Repeat all of the data precisely.

════

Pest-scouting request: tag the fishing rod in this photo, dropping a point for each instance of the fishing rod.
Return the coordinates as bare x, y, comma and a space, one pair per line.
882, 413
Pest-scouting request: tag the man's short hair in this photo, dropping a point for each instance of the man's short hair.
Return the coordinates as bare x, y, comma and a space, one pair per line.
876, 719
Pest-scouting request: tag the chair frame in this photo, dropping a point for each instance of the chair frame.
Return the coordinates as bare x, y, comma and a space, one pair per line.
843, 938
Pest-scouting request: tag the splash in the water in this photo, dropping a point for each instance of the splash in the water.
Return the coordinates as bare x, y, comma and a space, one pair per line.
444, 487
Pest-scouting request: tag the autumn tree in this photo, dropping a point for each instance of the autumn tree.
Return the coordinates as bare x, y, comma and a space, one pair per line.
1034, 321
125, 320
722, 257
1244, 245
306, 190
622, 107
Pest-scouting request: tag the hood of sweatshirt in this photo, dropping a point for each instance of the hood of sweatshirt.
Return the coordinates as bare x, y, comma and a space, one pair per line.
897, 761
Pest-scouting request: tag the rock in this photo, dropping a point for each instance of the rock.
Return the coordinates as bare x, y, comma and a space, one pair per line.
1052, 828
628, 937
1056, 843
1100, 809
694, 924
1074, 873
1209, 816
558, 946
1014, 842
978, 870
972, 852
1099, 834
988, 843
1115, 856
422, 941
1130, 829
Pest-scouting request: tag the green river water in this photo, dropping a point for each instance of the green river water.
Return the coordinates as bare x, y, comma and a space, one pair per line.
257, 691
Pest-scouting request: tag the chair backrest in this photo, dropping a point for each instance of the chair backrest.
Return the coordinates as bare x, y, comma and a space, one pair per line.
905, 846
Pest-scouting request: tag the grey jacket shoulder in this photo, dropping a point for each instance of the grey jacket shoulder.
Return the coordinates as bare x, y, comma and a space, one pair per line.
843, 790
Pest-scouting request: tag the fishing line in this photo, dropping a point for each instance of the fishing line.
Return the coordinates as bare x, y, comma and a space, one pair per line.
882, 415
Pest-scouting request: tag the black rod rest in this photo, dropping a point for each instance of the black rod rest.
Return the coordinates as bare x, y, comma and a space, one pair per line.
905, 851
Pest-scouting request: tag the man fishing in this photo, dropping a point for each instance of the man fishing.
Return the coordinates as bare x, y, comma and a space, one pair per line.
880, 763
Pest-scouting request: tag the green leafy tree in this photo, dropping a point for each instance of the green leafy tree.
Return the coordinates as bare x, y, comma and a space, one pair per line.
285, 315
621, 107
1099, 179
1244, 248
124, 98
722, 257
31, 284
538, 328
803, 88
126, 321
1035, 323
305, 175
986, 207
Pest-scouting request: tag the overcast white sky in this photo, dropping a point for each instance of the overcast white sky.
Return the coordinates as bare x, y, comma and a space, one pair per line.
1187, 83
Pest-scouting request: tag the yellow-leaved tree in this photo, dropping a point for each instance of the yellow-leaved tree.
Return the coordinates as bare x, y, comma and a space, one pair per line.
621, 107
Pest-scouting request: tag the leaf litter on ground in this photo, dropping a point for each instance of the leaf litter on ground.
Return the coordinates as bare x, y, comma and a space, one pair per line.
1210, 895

════

Right answer
Pest-scouting request: tag the fishing rod in this photo, dropping a point for each instance of the fishing rod.
Return the coordinates as bare x, y, comma and a space, one pair per line.
882, 413
Pest-scouting request: tag the man's short hair in this photo, dropping a point for each instance of the man's short hair.
Return the coordinates as bare x, y, comma and a space, one pair per line.
876, 719
Pest-scouting request: tag the chair frame in this photo, dropping a point for each instance of the chair frame.
Return the coordinates as bare x, y, comma and a space, one pair per line.
843, 938
Pest-scouting request: tag the splash in the water in this photo, dropping a point for each instance of the splash in the water.
Return the coordinates as bare x, y, comma and a space, one pair per line.
444, 487
Pest-scouting request: tag the autumn tree in this photo, dropping a point for each instance of the autumn tree.
Return the coordinates as bare x, y, comma and a space, one pair per line.
1034, 321
125, 320
722, 257
1244, 245
306, 190
622, 107
Pest-scouting request: tag the hood of sweatshirt in this photo, dropping a point for each instance of the hood of sweatshirt.
Return the coordinates as bare x, y, comma and a space, one pair per line.
897, 761
Pest-scouting request: tag the rock in this photo, dropping a point for each instance of the rock.
Return the coordinates as bare x, y, comma and a space, one pair per line.
1052, 828
628, 937
1056, 843
1100, 809
694, 924
1074, 873
1209, 816
558, 946
1014, 842
978, 870
972, 852
1099, 834
988, 843
1115, 856
422, 941
1130, 829
Pest-scouting request: tag the green river water in this photo, dropping a point for each instance of the green river water.
Return the coordinates as bare x, y, comma and a space, one pair per line.
257, 691
Pest-scouting request: tag the chair backrest in this photo, dropping a point for each instance of the chair backrest.
Return the coordinates as bare x, y, comma and a space, one pair per line.
905, 846
Pest-scouting request: tag the grey jacket shoulder in this photo, dropping a point for each instance of the grey jacket shoulder.
Return the coordinates as bare x, y, comma and a space, one pair per line.
843, 790
Pest-scouting request: tag the fishing line in this photo, dropping a point for each instance of the fishing line.
Return the coordinates as bare x, y, comma and a space, one pair per line.
882, 415
Pest-scouting request: tag the black rod rest in this photo, dropping a point for each instance of the black rod rest.
Return the coordinates as bare x, y, comma and a space, one pair per line.
905, 851
Pest-scouting request: tag the man fishing in this photo, dropping a point for each instance of the man fishing.
Return the coordinates as bare x, y, comma and a space, one pair per line.
880, 763
Pest-scouting request: tag the green leafy tree in this photo, dropping a point for each instance of the green leafy tree.
Return the coordinates as bare x, y, comma and a space, one pair per line.
285, 315
621, 107
1099, 179
1244, 248
124, 98
722, 257
31, 284
538, 328
803, 88
126, 321
1035, 323
305, 175
986, 207
Pest-scouting request: tag the overcast white sky in this photo, dropping a point for each instance of the overcast white sky.
Return the coordinates as bare x, y, comma and a space, one pair per line.
1187, 83
Pest-scouting request: tag the yellow-leaved tree in this photo, dropping a point for each instance of the yellow-leaved tree.
Return the coordinates as bare x, y, comma and a space, one pair per line.
621, 107
Pest-scouting request: tag the leaf litter on ground in this photo, dropping a point for each instance of the leaf litter on ground.
Return the coordinates as bare x, y, comma and a space, one pair per line.
1210, 895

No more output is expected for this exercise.